Below are entries; copy exactly the lines from the one with "query: white cloud" through the one with "query: exposed corn kernel", both included, and leave out the rest.

Dataset content |
= Beginning of Section =

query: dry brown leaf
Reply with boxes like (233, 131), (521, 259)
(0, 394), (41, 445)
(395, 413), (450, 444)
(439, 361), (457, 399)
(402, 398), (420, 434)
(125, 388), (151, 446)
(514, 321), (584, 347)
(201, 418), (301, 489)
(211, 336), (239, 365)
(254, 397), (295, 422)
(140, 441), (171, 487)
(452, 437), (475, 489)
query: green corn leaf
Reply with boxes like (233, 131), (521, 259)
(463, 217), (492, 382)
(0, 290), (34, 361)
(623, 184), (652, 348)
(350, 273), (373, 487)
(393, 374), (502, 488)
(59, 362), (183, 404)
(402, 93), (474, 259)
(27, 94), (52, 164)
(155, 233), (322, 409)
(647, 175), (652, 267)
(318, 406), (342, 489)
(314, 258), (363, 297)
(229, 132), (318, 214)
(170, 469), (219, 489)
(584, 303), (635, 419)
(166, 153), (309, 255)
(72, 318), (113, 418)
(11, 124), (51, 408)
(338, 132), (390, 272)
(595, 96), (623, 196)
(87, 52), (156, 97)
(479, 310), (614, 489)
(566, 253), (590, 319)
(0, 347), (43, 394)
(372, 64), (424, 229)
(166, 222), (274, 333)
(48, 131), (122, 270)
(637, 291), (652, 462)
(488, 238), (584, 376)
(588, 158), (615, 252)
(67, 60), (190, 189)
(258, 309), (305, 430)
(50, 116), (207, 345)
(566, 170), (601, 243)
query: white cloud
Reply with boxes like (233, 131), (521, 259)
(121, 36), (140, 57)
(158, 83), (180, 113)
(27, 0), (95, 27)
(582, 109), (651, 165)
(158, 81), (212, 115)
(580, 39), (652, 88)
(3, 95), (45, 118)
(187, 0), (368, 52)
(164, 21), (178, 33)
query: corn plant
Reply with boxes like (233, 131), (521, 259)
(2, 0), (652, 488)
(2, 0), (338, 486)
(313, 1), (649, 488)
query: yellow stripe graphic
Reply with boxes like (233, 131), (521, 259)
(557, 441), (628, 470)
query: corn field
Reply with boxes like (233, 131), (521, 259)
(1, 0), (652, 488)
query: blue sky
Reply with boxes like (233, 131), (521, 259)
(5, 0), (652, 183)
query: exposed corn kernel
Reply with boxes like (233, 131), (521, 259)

= End of Section =

Result for this task |
query: white cloud
Reply with boxes like (233, 131), (521, 259)
(121, 36), (140, 57)
(158, 83), (180, 113)
(27, 0), (95, 27)
(582, 109), (651, 165)
(158, 81), (212, 115)
(580, 39), (652, 88)
(3, 95), (45, 118)
(187, 0), (368, 52)
(164, 21), (178, 33)
query: corn plant
Reply with boxes like (233, 131), (521, 259)
(2, 0), (652, 488)
(2, 0), (338, 486)
(313, 1), (649, 488)
query: yellow stripe graphic
Reply with boxes like (233, 131), (521, 259)
(557, 441), (628, 470)
query: corn field
Reply with boxes like (233, 131), (521, 259)
(1, 0), (652, 488)
query: blue sky
Reply with boxes like (233, 131), (521, 259)
(5, 0), (652, 183)
query: exposed corn kernel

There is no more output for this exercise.